→ Stated task
Please write out the material below exactly as given.

-------- Dataset content --------

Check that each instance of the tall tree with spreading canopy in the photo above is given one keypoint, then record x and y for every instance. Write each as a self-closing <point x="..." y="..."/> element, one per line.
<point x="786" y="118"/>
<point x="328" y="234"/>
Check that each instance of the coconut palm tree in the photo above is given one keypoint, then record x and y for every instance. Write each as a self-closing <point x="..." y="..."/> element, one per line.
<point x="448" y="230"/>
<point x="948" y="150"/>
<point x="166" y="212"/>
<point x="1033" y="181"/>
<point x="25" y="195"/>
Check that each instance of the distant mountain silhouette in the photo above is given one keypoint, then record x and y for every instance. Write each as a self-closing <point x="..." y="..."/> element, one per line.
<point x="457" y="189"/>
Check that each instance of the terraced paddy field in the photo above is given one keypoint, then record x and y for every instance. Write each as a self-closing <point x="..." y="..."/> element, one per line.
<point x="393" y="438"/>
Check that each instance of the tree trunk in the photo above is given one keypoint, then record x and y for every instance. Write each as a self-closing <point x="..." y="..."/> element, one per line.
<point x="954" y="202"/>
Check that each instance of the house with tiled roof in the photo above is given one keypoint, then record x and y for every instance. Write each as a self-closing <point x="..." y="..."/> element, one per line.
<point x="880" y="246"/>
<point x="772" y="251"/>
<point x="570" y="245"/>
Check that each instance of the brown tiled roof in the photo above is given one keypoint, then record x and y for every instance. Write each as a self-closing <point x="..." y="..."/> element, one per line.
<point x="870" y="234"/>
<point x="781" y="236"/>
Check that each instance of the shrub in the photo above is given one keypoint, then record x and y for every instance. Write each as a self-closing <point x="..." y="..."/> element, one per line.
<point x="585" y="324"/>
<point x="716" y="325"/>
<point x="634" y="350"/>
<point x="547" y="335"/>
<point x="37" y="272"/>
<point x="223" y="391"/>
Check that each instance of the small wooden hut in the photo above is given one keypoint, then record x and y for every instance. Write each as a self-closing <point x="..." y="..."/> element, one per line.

--------

→ Task result
Check that each instance of the tall tree with spreading canopy in the photo above is given one keypoint, then record x and y for every instance. Write each as a self-closing <point x="..." y="..."/> element, one per line.
<point x="786" y="118"/>
<point x="328" y="234"/>
Check that each instance of the coconut palm tree in the photo above is given one keypoint, then record x and y for every instance. Write each as a self-closing <point x="..." y="..."/> element, one per line.
<point x="448" y="230"/>
<point x="948" y="150"/>
<point x="166" y="212"/>
<point x="1033" y="181"/>
<point x="25" y="195"/>
Check that each instance of the distant mountain silhouette in the photo above is given one keypoint, then record x and y for every instance. Write each as a self-closing <point x="..." y="..."/> element, one per line.
<point x="457" y="189"/>
Check that each instance of the terraced paddy field in the photo above is given one keypoint, then record x and y for every instance. Write each as a self-closing <point x="..." y="..."/> element, one per line.
<point x="393" y="438"/>
Check that each instance of the tree trunk in the photo above is given one keypoint, then record x and y for every instance. Write each as a self-closing <point x="..." y="..."/> element, one per line.
<point x="954" y="202"/>
Check that each instance of the house with tiled roof in the photo above is given one keypoint, then record x and y for every instance. Write each as a self-closing <point x="..." y="..."/> element, one per line.
<point x="880" y="246"/>
<point x="772" y="251"/>
<point x="570" y="245"/>
Check that each instance of the brown tiled roof in the photo above is given one keypoint, then record x and y for every instance. Write each as a self-closing <point x="..." y="..."/> element, one per line.
<point x="870" y="234"/>
<point x="781" y="236"/>
Check that each instance of the shrub in the photo above is given one keypoint, then record x and y for every instance. Write each as a self-closing <point x="..." y="..."/> element, one per line.
<point x="585" y="324"/>
<point x="716" y="325"/>
<point x="634" y="350"/>
<point x="547" y="335"/>
<point x="37" y="272"/>
<point x="223" y="391"/>
Check that each instance of the small wooden hut in the photo above is given one keypoint, then record x and y for every instance. Write each as a self-closing <point x="..." y="..."/> element, one per line.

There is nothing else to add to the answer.